### [What is required]
Reproduce the data below word for word, from the line containing "Return one point per instance of the jacket" through the end of the data, with both ends included. Leave the pictures out of your answer.

### [Records to use]
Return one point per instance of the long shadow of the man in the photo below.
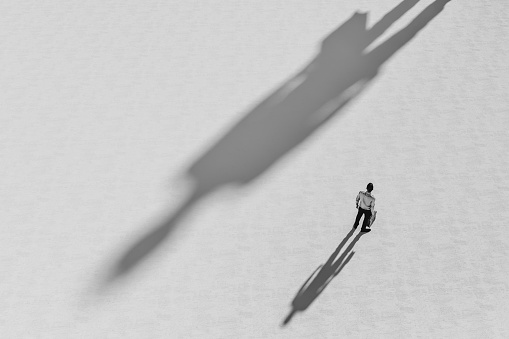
(322, 276)
(287, 117)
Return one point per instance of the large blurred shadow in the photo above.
(322, 276)
(339, 72)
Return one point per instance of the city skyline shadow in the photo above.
(322, 276)
(282, 121)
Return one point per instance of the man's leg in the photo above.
(358, 218)
(365, 222)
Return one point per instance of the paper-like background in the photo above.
(104, 104)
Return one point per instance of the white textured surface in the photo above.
(105, 103)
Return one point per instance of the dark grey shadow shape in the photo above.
(322, 276)
(287, 117)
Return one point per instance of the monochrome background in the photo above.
(105, 104)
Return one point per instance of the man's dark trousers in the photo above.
(367, 217)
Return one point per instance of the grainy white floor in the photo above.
(104, 104)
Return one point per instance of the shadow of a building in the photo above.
(283, 120)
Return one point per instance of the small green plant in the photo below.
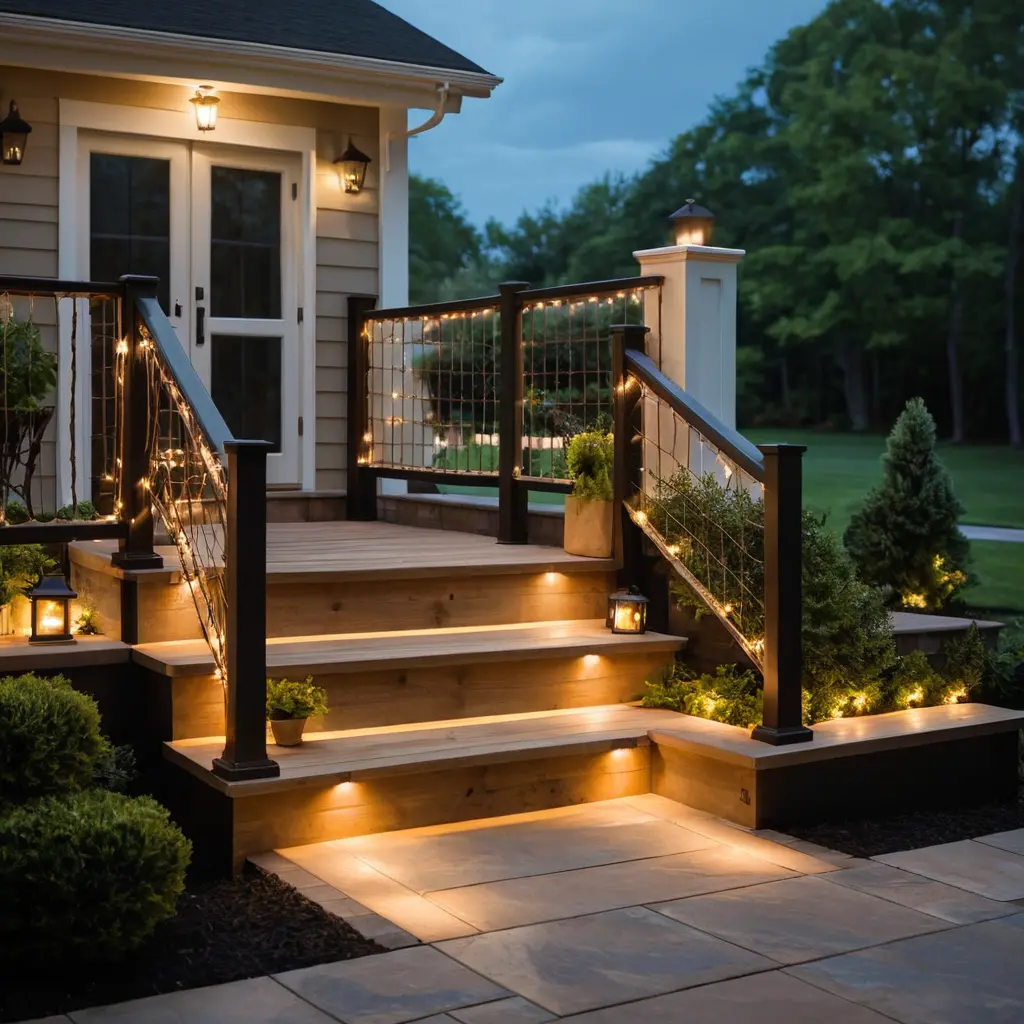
(905, 538)
(589, 463)
(290, 698)
(49, 738)
(87, 876)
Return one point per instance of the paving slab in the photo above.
(258, 1000)
(919, 893)
(768, 998)
(965, 975)
(1012, 842)
(581, 964)
(800, 919)
(977, 867)
(391, 988)
(590, 890)
(514, 1011)
(464, 857)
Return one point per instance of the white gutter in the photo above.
(137, 52)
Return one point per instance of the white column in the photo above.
(693, 337)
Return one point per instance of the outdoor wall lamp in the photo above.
(352, 169)
(628, 611)
(13, 137)
(205, 103)
(51, 611)
(692, 224)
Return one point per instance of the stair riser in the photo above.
(372, 699)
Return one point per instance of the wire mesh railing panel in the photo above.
(706, 514)
(434, 391)
(567, 367)
(188, 487)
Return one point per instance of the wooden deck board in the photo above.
(396, 750)
(406, 648)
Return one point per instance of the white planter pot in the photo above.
(588, 527)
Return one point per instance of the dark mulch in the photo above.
(871, 837)
(224, 931)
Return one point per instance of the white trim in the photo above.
(41, 42)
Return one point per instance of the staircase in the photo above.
(464, 678)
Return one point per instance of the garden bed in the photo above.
(224, 931)
(873, 837)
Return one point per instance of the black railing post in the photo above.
(628, 469)
(360, 484)
(782, 719)
(133, 504)
(245, 627)
(512, 496)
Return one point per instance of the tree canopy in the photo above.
(872, 168)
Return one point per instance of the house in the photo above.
(255, 233)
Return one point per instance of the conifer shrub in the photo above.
(905, 538)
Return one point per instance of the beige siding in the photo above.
(347, 256)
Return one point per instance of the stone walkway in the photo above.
(639, 911)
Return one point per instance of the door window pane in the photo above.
(246, 385)
(130, 219)
(245, 243)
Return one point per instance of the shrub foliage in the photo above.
(87, 876)
(905, 537)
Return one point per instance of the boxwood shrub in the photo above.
(49, 738)
(87, 876)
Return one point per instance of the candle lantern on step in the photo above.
(51, 611)
(628, 611)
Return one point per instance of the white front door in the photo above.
(219, 226)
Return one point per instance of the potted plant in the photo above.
(289, 704)
(589, 508)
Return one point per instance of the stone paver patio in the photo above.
(638, 910)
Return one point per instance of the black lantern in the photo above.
(628, 611)
(13, 137)
(692, 224)
(352, 166)
(51, 611)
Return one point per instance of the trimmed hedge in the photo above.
(49, 738)
(87, 876)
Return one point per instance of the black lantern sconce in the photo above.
(628, 611)
(352, 166)
(692, 224)
(13, 137)
(51, 611)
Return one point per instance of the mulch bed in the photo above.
(872, 837)
(224, 931)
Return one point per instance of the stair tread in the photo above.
(366, 754)
(398, 648)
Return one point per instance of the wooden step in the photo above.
(347, 578)
(394, 677)
(354, 782)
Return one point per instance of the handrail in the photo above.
(747, 456)
(187, 380)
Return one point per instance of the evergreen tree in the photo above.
(904, 538)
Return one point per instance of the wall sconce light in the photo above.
(628, 611)
(692, 224)
(205, 103)
(352, 166)
(13, 137)
(51, 611)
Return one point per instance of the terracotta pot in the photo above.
(588, 527)
(288, 731)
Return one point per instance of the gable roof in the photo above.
(356, 28)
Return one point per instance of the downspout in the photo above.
(432, 122)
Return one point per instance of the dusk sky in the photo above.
(590, 86)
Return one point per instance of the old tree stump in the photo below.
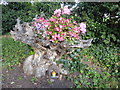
(46, 52)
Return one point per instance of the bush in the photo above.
(14, 52)
(26, 11)
(105, 58)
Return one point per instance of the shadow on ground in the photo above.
(15, 78)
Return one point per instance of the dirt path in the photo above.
(17, 79)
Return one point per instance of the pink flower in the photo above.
(56, 22)
(82, 25)
(83, 30)
(61, 39)
(54, 37)
(69, 25)
(52, 19)
(57, 11)
(58, 35)
(46, 24)
(62, 21)
(67, 21)
(58, 14)
(48, 33)
(60, 18)
(40, 19)
(60, 26)
(52, 40)
(77, 37)
(57, 29)
(63, 34)
(66, 10)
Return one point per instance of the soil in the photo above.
(16, 78)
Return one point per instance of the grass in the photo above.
(14, 52)
(102, 56)
(107, 58)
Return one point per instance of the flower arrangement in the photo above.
(58, 28)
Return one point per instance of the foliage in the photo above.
(102, 56)
(25, 10)
(14, 52)
(102, 20)
(59, 28)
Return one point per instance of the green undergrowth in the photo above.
(14, 52)
(104, 57)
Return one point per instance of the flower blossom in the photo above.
(66, 10)
(57, 11)
(82, 27)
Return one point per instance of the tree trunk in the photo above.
(46, 53)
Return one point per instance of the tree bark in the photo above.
(46, 52)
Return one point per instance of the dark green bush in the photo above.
(14, 52)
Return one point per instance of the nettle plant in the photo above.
(58, 28)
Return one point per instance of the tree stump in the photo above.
(46, 52)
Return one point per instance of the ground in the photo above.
(16, 78)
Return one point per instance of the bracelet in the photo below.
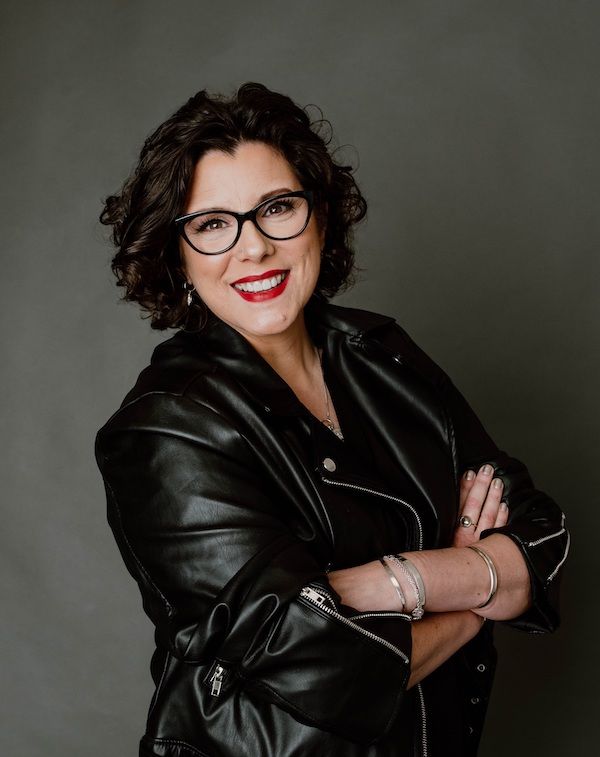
(395, 583)
(493, 575)
(416, 582)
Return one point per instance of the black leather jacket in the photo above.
(214, 498)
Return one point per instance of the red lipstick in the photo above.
(265, 275)
(263, 295)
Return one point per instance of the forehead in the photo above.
(240, 178)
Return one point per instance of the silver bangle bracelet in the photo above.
(493, 575)
(395, 583)
(416, 582)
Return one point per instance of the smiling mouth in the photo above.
(264, 285)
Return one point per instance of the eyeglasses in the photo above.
(212, 232)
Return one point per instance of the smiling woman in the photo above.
(319, 524)
(230, 181)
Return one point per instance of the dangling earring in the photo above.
(189, 291)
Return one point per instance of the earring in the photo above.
(189, 291)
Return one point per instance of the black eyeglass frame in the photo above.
(180, 222)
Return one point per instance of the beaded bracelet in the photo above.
(416, 582)
(395, 583)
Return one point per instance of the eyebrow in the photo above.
(262, 198)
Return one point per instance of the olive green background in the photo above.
(474, 126)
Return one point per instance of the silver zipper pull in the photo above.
(217, 680)
(313, 595)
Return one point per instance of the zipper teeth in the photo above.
(387, 496)
(545, 538)
(382, 614)
(423, 720)
(305, 592)
(555, 571)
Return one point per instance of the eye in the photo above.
(279, 207)
(204, 225)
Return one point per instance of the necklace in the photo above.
(327, 420)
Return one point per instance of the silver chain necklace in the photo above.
(327, 420)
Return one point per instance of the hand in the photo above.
(480, 500)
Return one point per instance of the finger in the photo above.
(466, 484)
(477, 494)
(491, 506)
(502, 517)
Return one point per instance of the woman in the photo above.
(318, 523)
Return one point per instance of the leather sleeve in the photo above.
(536, 523)
(221, 574)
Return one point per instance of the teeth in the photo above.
(261, 286)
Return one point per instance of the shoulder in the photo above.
(383, 332)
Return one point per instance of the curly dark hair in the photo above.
(148, 261)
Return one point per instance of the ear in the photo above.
(323, 226)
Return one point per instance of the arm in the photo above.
(221, 573)
(535, 524)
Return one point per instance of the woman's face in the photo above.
(239, 182)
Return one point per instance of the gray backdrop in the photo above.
(476, 125)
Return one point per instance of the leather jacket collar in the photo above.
(229, 349)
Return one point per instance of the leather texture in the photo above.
(214, 497)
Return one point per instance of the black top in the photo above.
(366, 525)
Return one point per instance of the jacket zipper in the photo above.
(319, 598)
(216, 679)
(424, 747)
(387, 496)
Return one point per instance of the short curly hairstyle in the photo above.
(148, 261)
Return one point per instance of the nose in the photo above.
(252, 244)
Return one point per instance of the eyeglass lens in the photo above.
(214, 232)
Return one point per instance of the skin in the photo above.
(456, 578)
(274, 327)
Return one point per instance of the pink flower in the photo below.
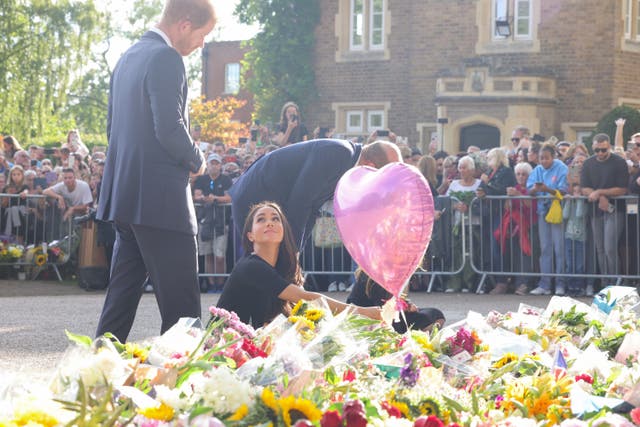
(430, 421)
(331, 419)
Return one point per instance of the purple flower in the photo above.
(409, 374)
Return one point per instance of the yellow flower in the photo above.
(161, 413)
(314, 314)
(402, 407)
(269, 399)
(296, 308)
(429, 406)
(294, 409)
(240, 413)
(34, 417)
(40, 260)
(505, 360)
(136, 351)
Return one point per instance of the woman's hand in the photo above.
(374, 313)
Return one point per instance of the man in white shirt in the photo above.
(73, 195)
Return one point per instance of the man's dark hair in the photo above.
(440, 155)
(601, 137)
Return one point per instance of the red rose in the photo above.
(353, 414)
(430, 421)
(349, 375)
(331, 419)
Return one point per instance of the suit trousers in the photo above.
(170, 259)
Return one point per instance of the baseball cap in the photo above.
(214, 156)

### [Reply]
Return one point per instance of the jacket zipper in the photo above.
(319, 598)
(216, 679)
(424, 747)
(387, 496)
Return one point per instance of the short curly hairstyle in the photo above.
(148, 261)
Return one point per instance of the nose in the photo above.
(252, 244)
Return one point per instance of the eyeglass lens in the photo above.
(214, 232)
Return one point per instance of the skin in the photo above.
(456, 578)
(274, 327)
Return one point per instance of the pink flower in the photo below.
(430, 421)
(331, 419)
Return one point per instance of the purple flower in the photo above.
(409, 374)
Return one point per instance of the yellow flower in the photo above.
(161, 413)
(314, 314)
(402, 407)
(269, 399)
(296, 308)
(429, 406)
(294, 409)
(240, 413)
(34, 417)
(40, 260)
(505, 360)
(136, 351)
Return one point per instance of the woman's hand in the photo above.
(374, 313)
Return one point per instance of the man in white shirt in the photo above.
(73, 195)
Return one point per instance of the man's dark hair in the photo above.
(440, 155)
(601, 137)
Return one point per instance of the red rose in the photo above.
(353, 414)
(430, 421)
(349, 375)
(331, 419)
Return one point per instance of the suit trousers in the photo above.
(170, 259)
Return one point per instance of the baseball cap in the photo above.
(214, 156)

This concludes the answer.